** START Input rows **
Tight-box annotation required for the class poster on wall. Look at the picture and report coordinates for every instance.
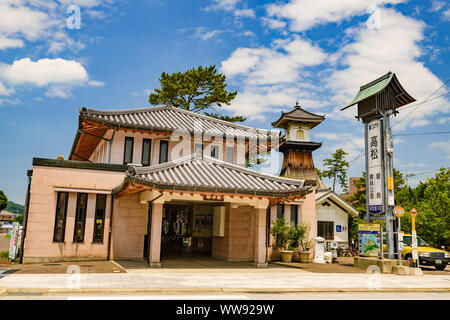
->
[358,223,381,257]
[8,222,19,260]
[366,119,384,214]
[194,212,213,237]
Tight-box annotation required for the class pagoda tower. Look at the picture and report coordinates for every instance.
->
[272,101,325,183]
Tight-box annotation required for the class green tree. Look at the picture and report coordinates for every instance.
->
[0,190,8,211]
[148,65,245,122]
[321,149,349,192]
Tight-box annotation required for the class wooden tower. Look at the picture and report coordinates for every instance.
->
[272,102,325,180]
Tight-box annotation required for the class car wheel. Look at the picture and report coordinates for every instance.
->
[434,264,447,271]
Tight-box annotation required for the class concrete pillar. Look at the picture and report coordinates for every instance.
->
** END Input rows **
Copy all the records above word for word, leaving out the pictures.

Tight-box annotation required for the class poster on wall. Look at the picture and report coordinates for every instance.
->
[358,223,381,257]
[8,222,19,260]
[366,119,384,214]
[194,212,213,237]
Tight-box annotation required for the class pagoda tower. Look at the picture and report coordinates for every instance.
->
[272,101,325,183]
Tight-box annotation required for the class green tree. Look at the picture and report coordinates for every instance.
->
[0,190,8,211]
[148,65,245,122]
[321,149,349,192]
Tight-box annotation required for the class wooden tower. Look at the picture and report coordinates for every instance.
->
[272,102,325,180]
Tight-box annotation required for the class car wheel. Look at the picture and report coordinates for every instance.
->
[434,264,447,271]
Tight-box annotation required for the class concrete pillar. Look at the picture and report coordinates for every instance.
->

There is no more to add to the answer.